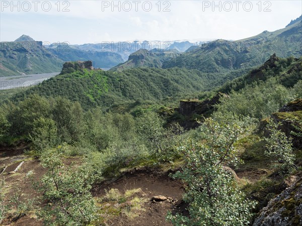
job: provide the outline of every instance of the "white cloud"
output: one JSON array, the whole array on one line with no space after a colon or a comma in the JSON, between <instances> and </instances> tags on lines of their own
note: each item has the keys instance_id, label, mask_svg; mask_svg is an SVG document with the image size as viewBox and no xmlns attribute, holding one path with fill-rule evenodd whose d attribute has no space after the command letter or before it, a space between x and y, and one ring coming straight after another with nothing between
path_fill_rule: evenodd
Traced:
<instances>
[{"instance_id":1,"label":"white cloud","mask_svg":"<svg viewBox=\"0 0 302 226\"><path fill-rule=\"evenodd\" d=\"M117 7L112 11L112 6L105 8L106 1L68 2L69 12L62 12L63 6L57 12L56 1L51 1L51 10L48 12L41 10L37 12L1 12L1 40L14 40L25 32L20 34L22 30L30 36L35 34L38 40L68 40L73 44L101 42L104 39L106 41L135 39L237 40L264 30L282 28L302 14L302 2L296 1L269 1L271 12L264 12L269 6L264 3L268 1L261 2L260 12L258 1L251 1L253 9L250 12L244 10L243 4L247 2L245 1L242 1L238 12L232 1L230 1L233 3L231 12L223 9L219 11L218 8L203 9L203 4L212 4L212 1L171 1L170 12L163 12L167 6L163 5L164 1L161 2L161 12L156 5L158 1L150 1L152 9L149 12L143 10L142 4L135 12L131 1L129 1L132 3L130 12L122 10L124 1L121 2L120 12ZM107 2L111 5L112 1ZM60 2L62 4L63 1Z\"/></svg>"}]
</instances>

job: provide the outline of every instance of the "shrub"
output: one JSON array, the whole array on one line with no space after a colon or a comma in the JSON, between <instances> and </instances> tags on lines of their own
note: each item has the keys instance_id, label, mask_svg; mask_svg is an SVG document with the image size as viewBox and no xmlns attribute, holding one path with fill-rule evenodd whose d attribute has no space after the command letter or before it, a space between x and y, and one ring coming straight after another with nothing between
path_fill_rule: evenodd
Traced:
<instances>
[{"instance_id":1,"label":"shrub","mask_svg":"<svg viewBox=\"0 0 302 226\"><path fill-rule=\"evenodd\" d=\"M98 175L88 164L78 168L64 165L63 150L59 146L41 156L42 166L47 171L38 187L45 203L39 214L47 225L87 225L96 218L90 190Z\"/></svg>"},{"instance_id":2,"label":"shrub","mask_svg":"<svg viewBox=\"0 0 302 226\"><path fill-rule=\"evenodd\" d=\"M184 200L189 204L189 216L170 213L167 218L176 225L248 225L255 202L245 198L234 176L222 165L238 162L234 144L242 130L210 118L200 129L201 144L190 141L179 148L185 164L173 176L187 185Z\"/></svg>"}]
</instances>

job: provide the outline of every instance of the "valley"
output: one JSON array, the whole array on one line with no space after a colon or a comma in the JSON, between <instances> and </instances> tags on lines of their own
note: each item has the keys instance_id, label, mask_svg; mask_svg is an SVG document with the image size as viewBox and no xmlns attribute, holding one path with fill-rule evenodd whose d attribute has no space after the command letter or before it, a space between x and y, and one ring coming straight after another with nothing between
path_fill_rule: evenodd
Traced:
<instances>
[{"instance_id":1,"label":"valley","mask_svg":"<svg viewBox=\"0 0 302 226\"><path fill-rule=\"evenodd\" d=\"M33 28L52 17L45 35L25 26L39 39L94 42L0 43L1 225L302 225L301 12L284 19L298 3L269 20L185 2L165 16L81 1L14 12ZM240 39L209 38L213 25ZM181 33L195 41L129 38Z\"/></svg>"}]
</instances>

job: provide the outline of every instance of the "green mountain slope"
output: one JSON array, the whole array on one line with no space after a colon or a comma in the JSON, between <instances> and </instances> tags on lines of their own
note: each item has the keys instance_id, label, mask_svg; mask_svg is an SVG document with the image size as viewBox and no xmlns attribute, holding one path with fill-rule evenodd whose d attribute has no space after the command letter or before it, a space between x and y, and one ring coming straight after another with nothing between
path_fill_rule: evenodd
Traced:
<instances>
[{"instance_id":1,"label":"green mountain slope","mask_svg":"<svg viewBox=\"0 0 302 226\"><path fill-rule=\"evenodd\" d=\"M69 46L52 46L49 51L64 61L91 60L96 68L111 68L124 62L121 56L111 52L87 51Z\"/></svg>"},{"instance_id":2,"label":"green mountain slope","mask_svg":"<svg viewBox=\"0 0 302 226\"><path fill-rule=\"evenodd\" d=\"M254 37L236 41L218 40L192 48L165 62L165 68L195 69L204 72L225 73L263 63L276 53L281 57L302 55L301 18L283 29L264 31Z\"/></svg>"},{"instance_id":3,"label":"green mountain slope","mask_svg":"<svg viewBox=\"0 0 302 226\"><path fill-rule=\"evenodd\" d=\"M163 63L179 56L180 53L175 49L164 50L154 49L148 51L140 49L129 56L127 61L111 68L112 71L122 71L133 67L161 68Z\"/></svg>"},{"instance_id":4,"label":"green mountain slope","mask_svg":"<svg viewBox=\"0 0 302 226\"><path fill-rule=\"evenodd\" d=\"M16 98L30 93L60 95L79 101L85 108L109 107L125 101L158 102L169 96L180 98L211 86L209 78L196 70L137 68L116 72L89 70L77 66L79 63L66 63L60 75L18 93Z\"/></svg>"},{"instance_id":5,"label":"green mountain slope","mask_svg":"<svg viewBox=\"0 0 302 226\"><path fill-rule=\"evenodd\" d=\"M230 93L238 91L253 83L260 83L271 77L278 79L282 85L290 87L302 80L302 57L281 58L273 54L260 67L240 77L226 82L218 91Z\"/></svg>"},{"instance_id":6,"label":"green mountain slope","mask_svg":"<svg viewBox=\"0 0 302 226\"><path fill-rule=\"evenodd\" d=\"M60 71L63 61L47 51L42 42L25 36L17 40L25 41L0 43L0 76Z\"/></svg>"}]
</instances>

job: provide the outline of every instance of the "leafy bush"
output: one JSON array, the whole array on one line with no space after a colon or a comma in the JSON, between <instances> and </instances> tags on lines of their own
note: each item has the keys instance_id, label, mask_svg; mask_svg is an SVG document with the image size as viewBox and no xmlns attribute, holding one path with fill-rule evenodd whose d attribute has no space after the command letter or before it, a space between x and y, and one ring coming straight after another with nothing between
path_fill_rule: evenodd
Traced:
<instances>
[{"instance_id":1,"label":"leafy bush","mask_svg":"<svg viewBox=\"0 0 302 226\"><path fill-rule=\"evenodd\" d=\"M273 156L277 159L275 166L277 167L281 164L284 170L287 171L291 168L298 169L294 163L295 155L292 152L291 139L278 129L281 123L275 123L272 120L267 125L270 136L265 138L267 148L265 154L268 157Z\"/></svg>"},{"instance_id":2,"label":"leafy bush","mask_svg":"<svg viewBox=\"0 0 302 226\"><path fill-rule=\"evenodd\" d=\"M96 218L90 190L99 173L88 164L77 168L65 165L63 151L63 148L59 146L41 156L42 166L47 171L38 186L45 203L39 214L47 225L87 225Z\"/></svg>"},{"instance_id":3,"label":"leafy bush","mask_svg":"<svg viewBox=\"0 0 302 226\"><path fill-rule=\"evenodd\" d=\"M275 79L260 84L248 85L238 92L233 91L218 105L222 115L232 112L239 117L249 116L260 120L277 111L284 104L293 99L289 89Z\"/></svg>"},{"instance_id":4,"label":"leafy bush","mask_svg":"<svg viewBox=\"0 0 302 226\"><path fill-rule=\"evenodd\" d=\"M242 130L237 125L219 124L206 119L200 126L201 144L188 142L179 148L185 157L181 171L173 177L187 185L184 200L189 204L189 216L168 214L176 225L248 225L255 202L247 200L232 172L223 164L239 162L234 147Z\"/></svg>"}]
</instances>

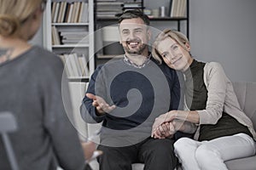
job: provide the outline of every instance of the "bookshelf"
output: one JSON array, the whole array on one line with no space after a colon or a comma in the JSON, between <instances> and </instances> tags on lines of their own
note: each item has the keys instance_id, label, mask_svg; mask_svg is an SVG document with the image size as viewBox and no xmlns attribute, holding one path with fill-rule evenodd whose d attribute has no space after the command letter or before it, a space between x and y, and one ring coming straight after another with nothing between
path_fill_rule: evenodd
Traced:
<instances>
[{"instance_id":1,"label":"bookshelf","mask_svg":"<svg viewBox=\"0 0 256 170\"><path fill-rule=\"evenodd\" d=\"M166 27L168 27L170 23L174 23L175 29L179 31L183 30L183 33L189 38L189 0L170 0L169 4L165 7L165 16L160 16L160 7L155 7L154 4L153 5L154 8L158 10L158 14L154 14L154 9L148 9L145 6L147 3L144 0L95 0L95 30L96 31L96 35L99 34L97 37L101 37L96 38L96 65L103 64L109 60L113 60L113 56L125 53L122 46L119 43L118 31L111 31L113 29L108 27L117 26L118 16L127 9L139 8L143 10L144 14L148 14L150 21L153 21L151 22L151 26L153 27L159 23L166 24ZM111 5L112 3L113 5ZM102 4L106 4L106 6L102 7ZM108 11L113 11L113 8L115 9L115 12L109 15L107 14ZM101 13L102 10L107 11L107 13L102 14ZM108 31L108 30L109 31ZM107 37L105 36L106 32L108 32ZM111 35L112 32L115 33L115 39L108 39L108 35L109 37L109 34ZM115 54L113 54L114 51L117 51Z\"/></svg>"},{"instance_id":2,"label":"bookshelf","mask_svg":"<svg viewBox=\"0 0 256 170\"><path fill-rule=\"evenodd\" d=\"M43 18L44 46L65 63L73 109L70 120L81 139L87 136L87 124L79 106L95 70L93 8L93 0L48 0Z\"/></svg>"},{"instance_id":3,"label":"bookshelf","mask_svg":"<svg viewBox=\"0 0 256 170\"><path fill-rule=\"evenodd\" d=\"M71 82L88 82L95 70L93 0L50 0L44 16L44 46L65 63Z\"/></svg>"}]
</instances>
__________
PROBLEM DETAILS. Pick out each line of the material above that contains the string "every", and copy those lines in full.

RESULT OF THIS TASK.
job: provide the outline of every instance of the "white cloud"
job: provide the outline of every instance of the "shrub"
job: provide the outline of every instance of the "valley"
job: provide the outline of every instance of the "green mountain slope"
job: provide the outline of every instance of the "leafy bush"
job: provide the outline of every instance of the "bookshelf"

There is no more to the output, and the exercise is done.